→ **Exercise goal**
Count the lines in the records below that contain the string "wall", treating case as significant, and reply with only that number.

→ **Detection examples**
========
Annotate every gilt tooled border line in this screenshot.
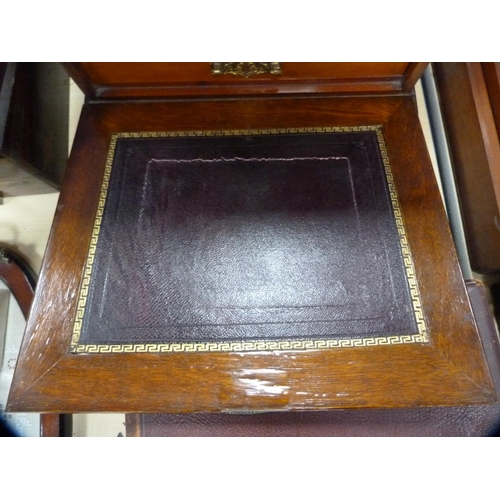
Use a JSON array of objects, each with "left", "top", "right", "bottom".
[{"left": 70, "top": 129, "right": 429, "bottom": 354}]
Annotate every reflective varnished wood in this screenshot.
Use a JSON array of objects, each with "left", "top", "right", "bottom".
[{"left": 9, "top": 96, "right": 495, "bottom": 412}]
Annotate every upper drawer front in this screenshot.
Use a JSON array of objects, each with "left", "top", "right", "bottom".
[{"left": 66, "top": 62, "right": 425, "bottom": 98}]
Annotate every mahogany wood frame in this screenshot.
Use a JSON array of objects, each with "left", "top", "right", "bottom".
[
  {"left": 65, "top": 62, "right": 427, "bottom": 100},
  {"left": 0, "top": 249, "right": 61, "bottom": 437},
  {"left": 4, "top": 96, "right": 496, "bottom": 412}
]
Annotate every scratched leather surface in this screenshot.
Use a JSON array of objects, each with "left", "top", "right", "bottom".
[
  {"left": 133, "top": 282, "right": 500, "bottom": 436},
  {"left": 80, "top": 132, "right": 416, "bottom": 343}
]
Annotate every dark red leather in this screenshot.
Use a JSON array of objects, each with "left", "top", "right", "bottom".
[
  {"left": 127, "top": 281, "right": 500, "bottom": 436},
  {"left": 80, "top": 131, "right": 417, "bottom": 344}
]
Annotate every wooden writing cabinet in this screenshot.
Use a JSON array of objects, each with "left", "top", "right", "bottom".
[{"left": 9, "top": 63, "right": 496, "bottom": 413}]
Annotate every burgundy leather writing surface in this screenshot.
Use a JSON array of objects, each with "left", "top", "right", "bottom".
[
  {"left": 127, "top": 281, "right": 500, "bottom": 437},
  {"left": 75, "top": 131, "right": 417, "bottom": 344}
]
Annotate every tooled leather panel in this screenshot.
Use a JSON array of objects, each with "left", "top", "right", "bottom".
[
  {"left": 80, "top": 132, "right": 417, "bottom": 344},
  {"left": 141, "top": 405, "right": 500, "bottom": 437}
]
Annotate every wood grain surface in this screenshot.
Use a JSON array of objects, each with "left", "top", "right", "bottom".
[{"left": 5, "top": 96, "right": 495, "bottom": 412}]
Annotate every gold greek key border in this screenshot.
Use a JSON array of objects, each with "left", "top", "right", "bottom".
[{"left": 70, "top": 125, "right": 429, "bottom": 354}]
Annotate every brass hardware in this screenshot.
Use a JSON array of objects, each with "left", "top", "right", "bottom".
[{"left": 210, "top": 63, "right": 281, "bottom": 78}]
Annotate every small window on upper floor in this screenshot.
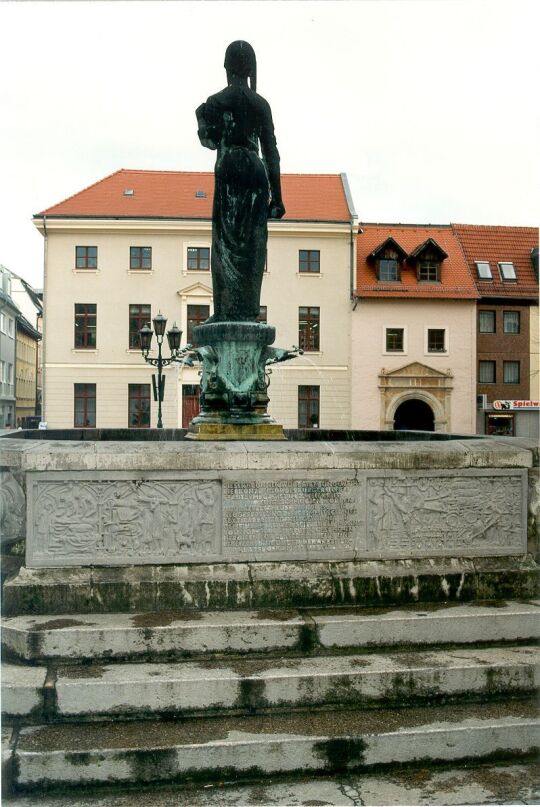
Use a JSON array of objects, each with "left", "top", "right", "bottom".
[
  {"left": 427, "top": 328, "right": 446, "bottom": 353},
  {"left": 499, "top": 261, "right": 517, "bottom": 283},
  {"left": 377, "top": 258, "right": 399, "bottom": 282},
  {"left": 418, "top": 259, "right": 441, "bottom": 283},
  {"left": 475, "top": 261, "right": 493, "bottom": 280},
  {"left": 188, "top": 247, "right": 210, "bottom": 272},
  {"left": 75, "top": 247, "right": 97, "bottom": 269},
  {"left": 298, "top": 249, "right": 321, "bottom": 274},
  {"left": 367, "top": 236, "right": 407, "bottom": 283},
  {"left": 385, "top": 328, "right": 405, "bottom": 353},
  {"left": 407, "top": 238, "right": 448, "bottom": 283}
]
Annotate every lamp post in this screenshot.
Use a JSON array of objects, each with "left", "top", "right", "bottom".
[{"left": 139, "top": 311, "right": 186, "bottom": 429}]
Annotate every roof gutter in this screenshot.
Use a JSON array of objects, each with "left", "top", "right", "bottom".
[
  {"left": 41, "top": 215, "right": 49, "bottom": 421},
  {"left": 340, "top": 172, "right": 358, "bottom": 300}
]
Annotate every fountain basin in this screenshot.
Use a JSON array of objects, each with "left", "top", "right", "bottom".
[{"left": 0, "top": 430, "right": 538, "bottom": 568}]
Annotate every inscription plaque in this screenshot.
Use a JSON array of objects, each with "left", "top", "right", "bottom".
[
  {"left": 367, "top": 472, "right": 525, "bottom": 557},
  {"left": 223, "top": 479, "right": 362, "bottom": 557}
]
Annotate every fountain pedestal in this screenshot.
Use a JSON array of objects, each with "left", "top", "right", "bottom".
[{"left": 186, "top": 322, "right": 289, "bottom": 440}]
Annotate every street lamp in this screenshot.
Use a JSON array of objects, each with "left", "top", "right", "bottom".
[{"left": 139, "top": 311, "right": 187, "bottom": 429}]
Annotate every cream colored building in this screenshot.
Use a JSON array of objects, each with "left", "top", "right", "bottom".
[
  {"left": 351, "top": 224, "right": 478, "bottom": 433},
  {"left": 34, "top": 170, "right": 356, "bottom": 428}
]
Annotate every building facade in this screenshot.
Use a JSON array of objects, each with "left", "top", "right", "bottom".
[
  {"left": 0, "top": 266, "right": 19, "bottom": 429},
  {"left": 34, "top": 170, "right": 356, "bottom": 428},
  {"left": 11, "top": 272, "right": 43, "bottom": 423},
  {"left": 452, "top": 224, "right": 539, "bottom": 437},
  {"left": 351, "top": 224, "right": 478, "bottom": 433}
]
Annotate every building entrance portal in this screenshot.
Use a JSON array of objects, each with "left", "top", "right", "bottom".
[{"left": 394, "top": 398, "right": 435, "bottom": 432}]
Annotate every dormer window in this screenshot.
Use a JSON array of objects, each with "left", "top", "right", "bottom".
[
  {"left": 418, "top": 259, "right": 441, "bottom": 283},
  {"left": 407, "top": 238, "right": 448, "bottom": 283},
  {"left": 377, "top": 258, "right": 399, "bottom": 281},
  {"left": 475, "top": 261, "right": 493, "bottom": 280},
  {"left": 499, "top": 261, "right": 517, "bottom": 283},
  {"left": 368, "top": 238, "right": 407, "bottom": 283}
]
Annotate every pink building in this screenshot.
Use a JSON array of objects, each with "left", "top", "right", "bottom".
[{"left": 351, "top": 224, "right": 479, "bottom": 433}]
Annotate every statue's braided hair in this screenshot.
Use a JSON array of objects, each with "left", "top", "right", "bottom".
[{"left": 225, "top": 39, "right": 257, "bottom": 92}]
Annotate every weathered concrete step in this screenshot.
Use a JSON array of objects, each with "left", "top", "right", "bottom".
[
  {"left": 4, "top": 760, "right": 540, "bottom": 807},
  {"left": 2, "top": 601, "right": 540, "bottom": 662},
  {"left": 12, "top": 702, "right": 540, "bottom": 789},
  {"left": 3, "top": 555, "right": 538, "bottom": 616},
  {"left": 2, "top": 646, "right": 540, "bottom": 719}
]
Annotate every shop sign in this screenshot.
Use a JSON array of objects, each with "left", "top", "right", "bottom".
[{"left": 493, "top": 401, "right": 540, "bottom": 412}]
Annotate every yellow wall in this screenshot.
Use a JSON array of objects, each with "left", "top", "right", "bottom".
[
  {"left": 43, "top": 215, "right": 351, "bottom": 428},
  {"left": 15, "top": 328, "right": 37, "bottom": 423}
]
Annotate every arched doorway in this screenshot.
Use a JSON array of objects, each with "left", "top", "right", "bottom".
[{"left": 394, "top": 398, "right": 435, "bottom": 432}]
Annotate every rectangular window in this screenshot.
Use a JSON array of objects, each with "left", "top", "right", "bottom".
[
  {"left": 188, "top": 247, "right": 210, "bottom": 272},
  {"left": 499, "top": 261, "right": 517, "bottom": 283},
  {"left": 298, "top": 305, "right": 321, "bottom": 353},
  {"left": 73, "top": 384, "right": 96, "bottom": 429},
  {"left": 475, "top": 261, "right": 493, "bottom": 280},
  {"left": 75, "top": 247, "right": 97, "bottom": 269},
  {"left": 503, "top": 311, "right": 520, "bottom": 333},
  {"left": 478, "top": 311, "right": 495, "bottom": 333},
  {"left": 298, "top": 249, "right": 321, "bottom": 273},
  {"left": 378, "top": 258, "right": 399, "bottom": 282},
  {"left": 386, "top": 328, "right": 405, "bottom": 353},
  {"left": 75, "top": 303, "right": 97, "bottom": 348},
  {"left": 186, "top": 305, "right": 210, "bottom": 345},
  {"left": 129, "top": 247, "right": 152, "bottom": 270},
  {"left": 503, "top": 361, "right": 519, "bottom": 384},
  {"left": 128, "top": 384, "right": 150, "bottom": 429},
  {"left": 428, "top": 328, "right": 446, "bottom": 353},
  {"left": 298, "top": 385, "right": 320, "bottom": 429},
  {"left": 418, "top": 261, "right": 441, "bottom": 283},
  {"left": 129, "top": 303, "right": 152, "bottom": 350},
  {"left": 478, "top": 361, "right": 496, "bottom": 384}
]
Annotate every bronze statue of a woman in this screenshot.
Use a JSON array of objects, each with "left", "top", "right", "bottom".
[{"left": 196, "top": 40, "right": 285, "bottom": 322}]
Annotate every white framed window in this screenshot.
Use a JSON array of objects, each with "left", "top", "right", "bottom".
[
  {"left": 382, "top": 325, "right": 407, "bottom": 356},
  {"left": 499, "top": 261, "right": 517, "bottom": 283},
  {"left": 424, "top": 326, "right": 448, "bottom": 356},
  {"left": 475, "top": 261, "right": 493, "bottom": 280}
]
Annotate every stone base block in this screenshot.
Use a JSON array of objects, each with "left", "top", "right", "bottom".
[{"left": 3, "top": 555, "right": 538, "bottom": 616}]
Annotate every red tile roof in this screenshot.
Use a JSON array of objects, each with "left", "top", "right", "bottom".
[
  {"left": 356, "top": 224, "right": 478, "bottom": 300},
  {"left": 36, "top": 168, "right": 351, "bottom": 221},
  {"left": 452, "top": 224, "right": 538, "bottom": 299}
]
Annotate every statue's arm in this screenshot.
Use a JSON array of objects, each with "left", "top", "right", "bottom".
[
  {"left": 195, "top": 101, "right": 219, "bottom": 149},
  {"left": 260, "top": 99, "right": 285, "bottom": 219}
]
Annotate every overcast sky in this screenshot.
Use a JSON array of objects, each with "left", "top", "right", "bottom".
[{"left": 0, "top": 0, "right": 539, "bottom": 286}]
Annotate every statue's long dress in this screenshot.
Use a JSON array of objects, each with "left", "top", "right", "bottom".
[{"left": 199, "top": 87, "right": 279, "bottom": 322}]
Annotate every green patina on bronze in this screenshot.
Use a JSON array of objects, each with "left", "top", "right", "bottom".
[{"left": 188, "top": 41, "right": 298, "bottom": 439}]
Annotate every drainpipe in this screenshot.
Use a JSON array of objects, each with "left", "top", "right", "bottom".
[{"left": 40, "top": 216, "right": 49, "bottom": 421}]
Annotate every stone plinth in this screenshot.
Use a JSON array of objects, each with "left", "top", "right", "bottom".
[{"left": 1, "top": 438, "right": 534, "bottom": 568}]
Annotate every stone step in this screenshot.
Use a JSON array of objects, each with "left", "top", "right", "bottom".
[
  {"left": 2, "top": 601, "right": 540, "bottom": 663},
  {"left": 6, "top": 701, "right": 540, "bottom": 798},
  {"left": 2, "top": 646, "right": 540, "bottom": 720}
]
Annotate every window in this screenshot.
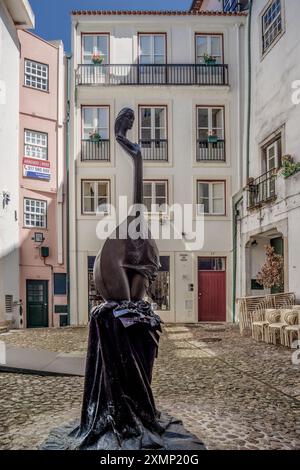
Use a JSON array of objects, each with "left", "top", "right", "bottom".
[
  {"left": 198, "top": 257, "right": 226, "bottom": 271},
  {"left": 24, "top": 130, "right": 48, "bottom": 160},
  {"left": 24, "top": 198, "right": 47, "bottom": 228},
  {"left": 82, "top": 106, "right": 109, "bottom": 140},
  {"left": 262, "top": 134, "right": 282, "bottom": 173},
  {"left": 5, "top": 295, "right": 14, "bottom": 313},
  {"left": 262, "top": 0, "right": 283, "bottom": 54},
  {"left": 54, "top": 273, "right": 67, "bottom": 295},
  {"left": 82, "top": 34, "right": 109, "bottom": 64},
  {"left": 139, "top": 34, "right": 166, "bottom": 64},
  {"left": 197, "top": 106, "right": 224, "bottom": 141},
  {"left": 139, "top": 106, "right": 168, "bottom": 161},
  {"left": 87, "top": 256, "right": 103, "bottom": 312},
  {"left": 25, "top": 60, "right": 49, "bottom": 91},
  {"left": 149, "top": 256, "right": 170, "bottom": 310},
  {"left": 197, "top": 181, "right": 225, "bottom": 215},
  {"left": 82, "top": 180, "right": 110, "bottom": 214},
  {"left": 144, "top": 180, "right": 168, "bottom": 213},
  {"left": 196, "top": 34, "right": 223, "bottom": 64}
]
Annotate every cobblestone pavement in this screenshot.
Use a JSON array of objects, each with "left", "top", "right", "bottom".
[{"left": 0, "top": 325, "right": 300, "bottom": 450}]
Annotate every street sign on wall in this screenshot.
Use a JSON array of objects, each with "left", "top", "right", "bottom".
[{"left": 23, "top": 158, "right": 51, "bottom": 181}]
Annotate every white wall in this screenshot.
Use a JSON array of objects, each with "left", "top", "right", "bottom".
[
  {"left": 70, "top": 16, "right": 244, "bottom": 323},
  {"left": 240, "top": 0, "right": 300, "bottom": 299},
  {"left": 0, "top": 2, "right": 19, "bottom": 323}
]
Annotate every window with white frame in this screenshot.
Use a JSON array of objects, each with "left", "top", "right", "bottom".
[
  {"left": 197, "top": 106, "right": 224, "bottom": 141},
  {"left": 25, "top": 59, "right": 49, "bottom": 91},
  {"left": 82, "top": 34, "right": 109, "bottom": 64},
  {"left": 196, "top": 34, "right": 223, "bottom": 64},
  {"left": 138, "top": 34, "right": 166, "bottom": 64},
  {"left": 24, "top": 129, "right": 48, "bottom": 160},
  {"left": 197, "top": 181, "right": 225, "bottom": 215},
  {"left": 143, "top": 180, "right": 168, "bottom": 213},
  {"left": 140, "top": 106, "right": 167, "bottom": 141},
  {"left": 24, "top": 198, "right": 47, "bottom": 228},
  {"left": 82, "top": 106, "right": 109, "bottom": 140},
  {"left": 82, "top": 180, "right": 110, "bottom": 215},
  {"left": 262, "top": 0, "right": 283, "bottom": 53}
]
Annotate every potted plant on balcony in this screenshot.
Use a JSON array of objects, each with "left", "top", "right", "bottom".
[
  {"left": 203, "top": 53, "right": 217, "bottom": 65},
  {"left": 89, "top": 130, "right": 101, "bottom": 143},
  {"left": 207, "top": 131, "right": 219, "bottom": 144},
  {"left": 92, "top": 52, "right": 104, "bottom": 65}
]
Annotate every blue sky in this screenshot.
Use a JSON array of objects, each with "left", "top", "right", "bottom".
[{"left": 29, "top": 0, "right": 192, "bottom": 52}]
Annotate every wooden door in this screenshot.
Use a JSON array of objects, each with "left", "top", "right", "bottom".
[
  {"left": 26, "top": 280, "right": 48, "bottom": 328},
  {"left": 198, "top": 258, "right": 226, "bottom": 322}
]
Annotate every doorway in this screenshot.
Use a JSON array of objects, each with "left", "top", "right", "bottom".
[{"left": 198, "top": 257, "right": 226, "bottom": 322}]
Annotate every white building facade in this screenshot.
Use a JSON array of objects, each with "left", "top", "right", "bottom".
[
  {"left": 0, "top": 0, "right": 34, "bottom": 325},
  {"left": 236, "top": 0, "right": 300, "bottom": 300},
  {"left": 69, "top": 6, "right": 246, "bottom": 324}
]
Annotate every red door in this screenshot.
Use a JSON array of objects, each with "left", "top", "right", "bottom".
[{"left": 198, "top": 258, "right": 226, "bottom": 322}]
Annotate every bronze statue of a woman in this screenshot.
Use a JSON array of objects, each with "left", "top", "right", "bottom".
[{"left": 42, "top": 108, "right": 204, "bottom": 450}]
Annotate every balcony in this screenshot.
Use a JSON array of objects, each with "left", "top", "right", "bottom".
[
  {"left": 76, "top": 64, "right": 229, "bottom": 86},
  {"left": 196, "top": 140, "right": 225, "bottom": 162},
  {"left": 248, "top": 168, "right": 277, "bottom": 209},
  {"left": 139, "top": 139, "right": 168, "bottom": 162},
  {"left": 223, "top": 0, "right": 249, "bottom": 13},
  {"left": 81, "top": 139, "right": 110, "bottom": 162}
]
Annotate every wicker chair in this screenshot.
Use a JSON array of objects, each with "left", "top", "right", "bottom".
[
  {"left": 267, "top": 309, "right": 297, "bottom": 346},
  {"left": 284, "top": 305, "right": 300, "bottom": 348}
]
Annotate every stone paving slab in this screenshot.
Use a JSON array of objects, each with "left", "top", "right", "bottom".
[
  {"left": 0, "top": 344, "right": 85, "bottom": 376},
  {"left": 0, "top": 324, "right": 300, "bottom": 450}
]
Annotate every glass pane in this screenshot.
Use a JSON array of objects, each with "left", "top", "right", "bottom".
[
  {"left": 155, "top": 183, "right": 166, "bottom": 197},
  {"left": 212, "top": 183, "right": 224, "bottom": 198},
  {"left": 212, "top": 108, "right": 223, "bottom": 129},
  {"left": 141, "top": 108, "right": 151, "bottom": 127},
  {"left": 144, "top": 183, "right": 152, "bottom": 197},
  {"left": 211, "top": 36, "right": 222, "bottom": 57},
  {"left": 198, "top": 108, "right": 208, "bottom": 128},
  {"left": 213, "top": 199, "right": 224, "bottom": 214},
  {"left": 198, "top": 183, "right": 209, "bottom": 198},
  {"left": 83, "top": 34, "right": 94, "bottom": 53},
  {"left": 198, "top": 197, "right": 209, "bottom": 214},
  {"left": 98, "top": 183, "right": 108, "bottom": 197},
  {"left": 83, "top": 197, "right": 95, "bottom": 212},
  {"left": 196, "top": 36, "right": 207, "bottom": 60},
  {"left": 154, "top": 36, "right": 165, "bottom": 57},
  {"left": 84, "top": 183, "right": 95, "bottom": 197},
  {"left": 140, "top": 35, "right": 151, "bottom": 55}
]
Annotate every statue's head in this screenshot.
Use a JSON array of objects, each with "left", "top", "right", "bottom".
[{"left": 115, "top": 108, "right": 134, "bottom": 135}]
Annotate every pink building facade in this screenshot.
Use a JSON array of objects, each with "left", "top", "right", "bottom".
[{"left": 16, "top": 31, "right": 68, "bottom": 328}]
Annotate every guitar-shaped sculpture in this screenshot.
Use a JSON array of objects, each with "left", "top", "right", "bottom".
[
  {"left": 42, "top": 108, "right": 204, "bottom": 450},
  {"left": 94, "top": 108, "right": 159, "bottom": 301}
]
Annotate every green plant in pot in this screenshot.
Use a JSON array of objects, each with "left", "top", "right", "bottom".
[
  {"left": 90, "top": 131, "right": 101, "bottom": 142},
  {"left": 92, "top": 52, "right": 104, "bottom": 65},
  {"left": 203, "top": 53, "right": 217, "bottom": 65}
]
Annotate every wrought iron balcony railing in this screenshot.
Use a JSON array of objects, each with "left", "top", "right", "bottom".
[
  {"left": 248, "top": 168, "right": 277, "bottom": 209},
  {"left": 223, "top": 0, "right": 249, "bottom": 12},
  {"left": 139, "top": 139, "right": 168, "bottom": 162},
  {"left": 196, "top": 140, "right": 225, "bottom": 162},
  {"left": 81, "top": 139, "right": 110, "bottom": 162},
  {"left": 76, "top": 64, "right": 228, "bottom": 86}
]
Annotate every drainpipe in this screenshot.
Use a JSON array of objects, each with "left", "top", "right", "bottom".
[
  {"left": 246, "top": 0, "right": 253, "bottom": 181},
  {"left": 66, "top": 55, "right": 72, "bottom": 325}
]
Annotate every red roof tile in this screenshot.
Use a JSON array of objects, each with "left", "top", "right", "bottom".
[{"left": 71, "top": 10, "right": 247, "bottom": 16}]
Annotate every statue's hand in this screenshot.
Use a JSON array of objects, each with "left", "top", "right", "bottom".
[{"left": 116, "top": 134, "right": 141, "bottom": 158}]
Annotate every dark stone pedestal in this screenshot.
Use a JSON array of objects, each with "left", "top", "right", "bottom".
[{"left": 41, "top": 301, "right": 205, "bottom": 450}]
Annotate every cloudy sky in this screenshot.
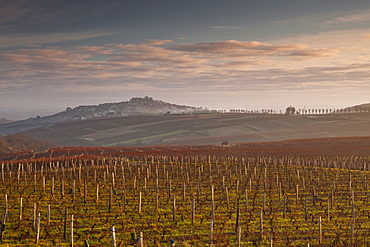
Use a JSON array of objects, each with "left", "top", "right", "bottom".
[{"left": 0, "top": 0, "right": 370, "bottom": 119}]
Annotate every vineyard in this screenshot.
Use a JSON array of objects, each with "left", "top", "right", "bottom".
[{"left": 0, "top": 137, "right": 370, "bottom": 246}]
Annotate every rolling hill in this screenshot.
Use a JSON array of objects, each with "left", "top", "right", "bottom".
[
  {"left": 25, "top": 112, "right": 370, "bottom": 146},
  {"left": 0, "top": 96, "right": 208, "bottom": 134}
]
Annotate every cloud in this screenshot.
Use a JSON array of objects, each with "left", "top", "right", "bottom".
[
  {"left": 0, "top": 35, "right": 370, "bottom": 101},
  {"left": 171, "top": 40, "right": 338, "bottom": 58},
  {"left": 211, "top": 26, "right": 244, "bottom": 30},
  {"left": 324, "top": 9, "right": 370, "bottom": 25},
  {"left": 0, "top": 30, "right": 114, "bottom": 48}
]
========
→ **Answer**
3